[Excerpted text — start]

Basic Almond Milk



Ah Almond milk, freshly strained with a frothy layer on the top… I love adding almond milk to my porridge, smoothies, evening chai or just enjoying it straight from the jar.

This basic recipe is as simple as blending 3 ingredients: Almonds, water and dates.

Did you know Almonds are one of the most nutritious tree nuts? They are a great source of protein and fatty acids, vitamin E and B vitamins, as well as a wonderful source of Calcium (as long as they have been soaked).

Why bother with the soaking? Soaking will off course make our process a lot easier as the almonds will be softer and juicier than the dry ones. But there is another very important reason to soak them. A raw almond is a seed in its dormant state. Clever nature wants to keep it intact without germinating into a plant unless the perfect time arrives. While the seed is dormant or “sleeping”, it has two main natural substances which allow it to remain intact: phytic acid and a whole group of enzyme inhibitors.

Water essentially tells the seed it’s time to start the sprouting process. This is why we soak almonds overnight, to activate them and wake them up to life!

Soaking helps to remove the phytic acid that would otherwise remain bound to minerals such as calcium, making it difficult to absorb. It also neutralizes the enzyme inhibitors that will make it much easier to digest. Off course a few raw nuts will never do you harm, but if you have time to soak them, your body will thank you for it : )

2Store bought almond milks will most likely not use soaked almonds, so the phytic acid content will be very high. Making your own almond milk will not only save you money but will make you feel proud of making a raw, sugar-free, preservative free and sustainable milk at home!


One last thing to have in mind is buying fresh almonds. I have made the common mistake of keeping almonds in a jar for way too long and once they become bitter (have that rancid aftertaste), it means their oils have been oxidised. This rancid taste will still transfer to your milk! So now I know, it’s best to buy small batches of good quality, raw and fresh almonds.

Ok, on to the recipe then!

Ingredients: (Makes approx. 3 cups)

1 cup raw almonds
3 cups filtered water
1 big medjool date
A pinch of salt
A small piece of vanilla bean or a pinch vanilla powder (optional)
You will need a blender and a cheesecloth (or any fine cloth will do)

Feel free to add more dates for extra sweetness or none at all for a neutral version. Another sweetener option is 1-3 tsp raw honey or maple syrup.


Put almonds in a container, cover with water and a pinch of salt. Leave overnight.

[Excerpted text — finish]
[Material shown — start]

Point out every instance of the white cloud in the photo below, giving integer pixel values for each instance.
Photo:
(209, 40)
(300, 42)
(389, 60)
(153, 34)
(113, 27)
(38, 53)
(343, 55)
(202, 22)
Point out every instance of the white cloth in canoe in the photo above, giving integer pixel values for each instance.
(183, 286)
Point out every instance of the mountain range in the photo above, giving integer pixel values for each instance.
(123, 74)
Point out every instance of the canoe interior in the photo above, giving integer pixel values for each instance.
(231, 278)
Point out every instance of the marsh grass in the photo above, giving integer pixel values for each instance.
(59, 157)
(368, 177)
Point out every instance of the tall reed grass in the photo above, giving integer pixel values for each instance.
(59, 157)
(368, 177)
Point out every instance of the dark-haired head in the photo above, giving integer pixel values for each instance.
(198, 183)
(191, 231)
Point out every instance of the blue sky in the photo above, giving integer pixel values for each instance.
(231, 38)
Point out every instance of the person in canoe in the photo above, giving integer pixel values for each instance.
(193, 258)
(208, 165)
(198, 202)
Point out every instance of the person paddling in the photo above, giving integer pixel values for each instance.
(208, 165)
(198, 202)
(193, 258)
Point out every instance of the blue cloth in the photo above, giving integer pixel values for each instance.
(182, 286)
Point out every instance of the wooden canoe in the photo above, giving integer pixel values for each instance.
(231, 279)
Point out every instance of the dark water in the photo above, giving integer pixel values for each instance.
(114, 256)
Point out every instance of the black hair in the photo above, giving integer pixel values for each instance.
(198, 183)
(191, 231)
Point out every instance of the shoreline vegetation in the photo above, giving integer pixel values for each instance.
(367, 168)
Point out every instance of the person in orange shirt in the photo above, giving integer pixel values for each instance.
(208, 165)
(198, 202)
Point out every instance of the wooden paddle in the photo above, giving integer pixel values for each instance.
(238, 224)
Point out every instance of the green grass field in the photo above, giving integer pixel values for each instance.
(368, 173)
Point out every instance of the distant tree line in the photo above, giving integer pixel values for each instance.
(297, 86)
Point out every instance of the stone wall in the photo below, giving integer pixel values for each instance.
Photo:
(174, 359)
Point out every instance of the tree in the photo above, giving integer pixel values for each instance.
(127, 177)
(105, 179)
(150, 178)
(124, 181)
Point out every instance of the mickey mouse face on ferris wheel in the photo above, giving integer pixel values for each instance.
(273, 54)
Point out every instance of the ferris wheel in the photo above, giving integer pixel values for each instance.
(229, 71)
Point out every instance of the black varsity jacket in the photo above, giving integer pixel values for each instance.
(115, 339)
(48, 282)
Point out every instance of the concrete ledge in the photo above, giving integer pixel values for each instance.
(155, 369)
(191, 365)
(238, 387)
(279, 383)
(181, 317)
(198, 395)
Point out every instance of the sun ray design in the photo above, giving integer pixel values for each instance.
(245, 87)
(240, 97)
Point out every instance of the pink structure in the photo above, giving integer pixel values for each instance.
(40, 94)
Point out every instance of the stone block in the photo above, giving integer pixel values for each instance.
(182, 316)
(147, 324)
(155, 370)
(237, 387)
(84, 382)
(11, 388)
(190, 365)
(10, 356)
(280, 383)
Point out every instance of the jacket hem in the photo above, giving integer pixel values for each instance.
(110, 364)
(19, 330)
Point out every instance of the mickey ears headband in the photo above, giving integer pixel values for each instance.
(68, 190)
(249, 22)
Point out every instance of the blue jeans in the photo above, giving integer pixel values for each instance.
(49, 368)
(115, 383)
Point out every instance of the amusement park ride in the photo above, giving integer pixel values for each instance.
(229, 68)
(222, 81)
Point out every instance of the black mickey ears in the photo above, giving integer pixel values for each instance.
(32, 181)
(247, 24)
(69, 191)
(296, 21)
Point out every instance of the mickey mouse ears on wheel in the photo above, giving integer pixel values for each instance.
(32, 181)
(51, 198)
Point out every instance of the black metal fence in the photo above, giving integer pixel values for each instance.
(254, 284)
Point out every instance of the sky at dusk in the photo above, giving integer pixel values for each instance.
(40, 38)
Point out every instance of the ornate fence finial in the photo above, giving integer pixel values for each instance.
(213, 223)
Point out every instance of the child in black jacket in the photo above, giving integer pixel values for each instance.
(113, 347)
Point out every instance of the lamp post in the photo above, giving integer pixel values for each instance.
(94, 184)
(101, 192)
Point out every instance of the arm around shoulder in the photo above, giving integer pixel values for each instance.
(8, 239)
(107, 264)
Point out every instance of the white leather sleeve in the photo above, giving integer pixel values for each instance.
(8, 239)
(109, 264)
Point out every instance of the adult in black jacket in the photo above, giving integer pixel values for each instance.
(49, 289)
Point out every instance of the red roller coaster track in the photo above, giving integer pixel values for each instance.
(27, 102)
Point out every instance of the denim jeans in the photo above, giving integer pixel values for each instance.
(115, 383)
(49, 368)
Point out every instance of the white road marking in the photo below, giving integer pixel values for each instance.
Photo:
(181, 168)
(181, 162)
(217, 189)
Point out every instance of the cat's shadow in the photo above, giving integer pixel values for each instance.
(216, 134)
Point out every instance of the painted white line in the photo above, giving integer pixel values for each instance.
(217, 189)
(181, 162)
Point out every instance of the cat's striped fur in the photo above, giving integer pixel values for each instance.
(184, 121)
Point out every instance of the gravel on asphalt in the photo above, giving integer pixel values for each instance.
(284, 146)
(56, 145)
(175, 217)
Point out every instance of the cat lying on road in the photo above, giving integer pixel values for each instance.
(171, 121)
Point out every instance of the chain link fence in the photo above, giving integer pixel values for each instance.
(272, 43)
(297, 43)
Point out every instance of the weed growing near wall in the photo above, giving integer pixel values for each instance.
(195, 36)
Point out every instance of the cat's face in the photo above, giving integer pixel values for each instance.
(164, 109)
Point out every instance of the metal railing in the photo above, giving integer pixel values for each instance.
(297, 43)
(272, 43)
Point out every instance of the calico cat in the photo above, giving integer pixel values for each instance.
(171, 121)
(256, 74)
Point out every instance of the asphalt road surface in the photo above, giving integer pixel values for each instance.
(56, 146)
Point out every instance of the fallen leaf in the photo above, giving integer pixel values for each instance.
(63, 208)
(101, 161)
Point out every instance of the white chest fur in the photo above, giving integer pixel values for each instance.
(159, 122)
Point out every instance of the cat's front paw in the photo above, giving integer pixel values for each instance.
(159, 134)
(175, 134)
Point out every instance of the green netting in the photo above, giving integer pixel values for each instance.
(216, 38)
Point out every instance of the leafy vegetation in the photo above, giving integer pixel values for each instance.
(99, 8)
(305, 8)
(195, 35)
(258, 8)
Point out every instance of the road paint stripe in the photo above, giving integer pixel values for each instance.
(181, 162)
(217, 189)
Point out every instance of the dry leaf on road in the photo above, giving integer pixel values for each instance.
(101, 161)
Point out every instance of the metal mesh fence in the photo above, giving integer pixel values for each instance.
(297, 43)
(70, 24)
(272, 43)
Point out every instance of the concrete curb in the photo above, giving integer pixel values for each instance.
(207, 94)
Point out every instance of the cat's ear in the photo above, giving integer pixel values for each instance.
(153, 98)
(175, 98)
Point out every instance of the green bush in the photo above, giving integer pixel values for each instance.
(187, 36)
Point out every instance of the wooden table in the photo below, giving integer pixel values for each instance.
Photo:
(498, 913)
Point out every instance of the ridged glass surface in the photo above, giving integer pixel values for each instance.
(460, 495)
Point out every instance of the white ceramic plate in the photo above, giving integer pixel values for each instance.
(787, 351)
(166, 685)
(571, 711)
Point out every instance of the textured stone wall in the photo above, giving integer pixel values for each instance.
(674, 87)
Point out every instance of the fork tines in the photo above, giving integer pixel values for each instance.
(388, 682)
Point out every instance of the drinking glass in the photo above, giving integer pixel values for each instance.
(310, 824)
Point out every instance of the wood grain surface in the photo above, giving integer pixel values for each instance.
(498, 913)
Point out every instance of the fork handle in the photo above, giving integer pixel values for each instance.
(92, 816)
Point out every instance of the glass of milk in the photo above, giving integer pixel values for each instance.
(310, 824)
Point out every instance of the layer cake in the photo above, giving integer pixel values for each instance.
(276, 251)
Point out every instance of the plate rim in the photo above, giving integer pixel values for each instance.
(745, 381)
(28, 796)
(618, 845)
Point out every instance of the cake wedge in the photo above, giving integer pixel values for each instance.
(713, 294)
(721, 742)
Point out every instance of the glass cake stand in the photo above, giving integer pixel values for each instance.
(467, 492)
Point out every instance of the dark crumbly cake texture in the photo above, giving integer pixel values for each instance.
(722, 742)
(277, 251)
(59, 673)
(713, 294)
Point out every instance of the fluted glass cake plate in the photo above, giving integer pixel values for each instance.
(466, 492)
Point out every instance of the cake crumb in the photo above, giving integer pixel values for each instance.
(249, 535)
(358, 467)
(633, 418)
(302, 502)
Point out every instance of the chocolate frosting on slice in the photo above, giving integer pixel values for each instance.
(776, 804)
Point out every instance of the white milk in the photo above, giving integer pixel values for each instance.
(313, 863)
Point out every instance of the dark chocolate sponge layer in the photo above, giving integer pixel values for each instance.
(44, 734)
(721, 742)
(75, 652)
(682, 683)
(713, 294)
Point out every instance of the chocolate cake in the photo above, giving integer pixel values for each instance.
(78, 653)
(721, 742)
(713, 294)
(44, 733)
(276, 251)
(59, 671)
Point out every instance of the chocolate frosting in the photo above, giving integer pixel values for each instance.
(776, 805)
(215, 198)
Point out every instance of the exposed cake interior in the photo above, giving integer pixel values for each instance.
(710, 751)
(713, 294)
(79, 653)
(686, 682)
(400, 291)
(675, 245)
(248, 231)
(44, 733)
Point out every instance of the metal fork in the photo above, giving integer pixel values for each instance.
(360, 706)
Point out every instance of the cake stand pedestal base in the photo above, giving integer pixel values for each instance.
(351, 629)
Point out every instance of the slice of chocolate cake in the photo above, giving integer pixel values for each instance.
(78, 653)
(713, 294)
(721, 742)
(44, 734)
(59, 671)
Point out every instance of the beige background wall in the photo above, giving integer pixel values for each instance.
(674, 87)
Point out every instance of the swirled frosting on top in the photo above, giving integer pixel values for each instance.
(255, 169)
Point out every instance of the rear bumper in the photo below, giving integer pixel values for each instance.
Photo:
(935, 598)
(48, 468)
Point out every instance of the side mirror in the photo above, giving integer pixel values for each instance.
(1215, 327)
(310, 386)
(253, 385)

[Material shown — finish]

**Problem set**
1/ In the almond milk recipe, copy the passage starting at "Ah Almond milk, freshly" and ending at "from the jar.", substituting "oatmeal" for "porridge".
2/ Resume the almond milk recipe after its last sentence and write out the remaining steps.

**Results for the exercise**
1/
Ah Almond milk, freshly strained with a frothy layer on the top… I love adding almond milk to my oatmeal, smoothies, evening chai or just enjoying it straight from the jar.

2/
In the morning, give them a good rinse. At this point they will have absorbed enough water for the skin to be removed easily. If you have the time, squeeze each almond and the skin should just pop out. Sometimes this might feel extremely hard to do and this means your almonds have probably been pasteurised.  Pasteurised or not, activating your almonds will still improve their digestibility. And not to worry if you can’t or don’t have time to peel them, the soaking will have removed most of the phytic acid from the skin.

If you have a high powered blender, you can blend all the ingredients in one go. If you are worried your blender might struggle a bit, just take it slower and blend the almonds with 1 cup water first until you make a smooth paste and then add the remaining 2 cups of water and sweetener.

Place a nut milk bag or piece of cheesecloth over a large sieve on top of a bowl and strain the milk through. Hold the bag or 4 corners of the cheesecloth and squeeze as much milk as you can.




5Transfer the milk to a glass jar or bottle, drink straight away to enjoy the froth ; ) or keep in fridge for up to 3 days. Remember to shake before using as the heavy bits will naturally sink to the bottom.
If you’re feeling inspired to try new versions of this classic, you can add a little cocoa powder at the end for a chocolatey drink, sprinkle cinnamon over the top or use fresh chai tea instead of filtered water for a spicy milk version.


What can you do with the leftover pulp? Mix it into porridge or granola, make almond hummus, bake biscuits or muffins, dry it in the oven to make almond flour or if you’re feeling lazy you can keep it in the fridge for up to a week. Now if all these don’t work for you, your compost or worm farm will enjoy the pulp too.


Hope you enjoy your homemade almond milk!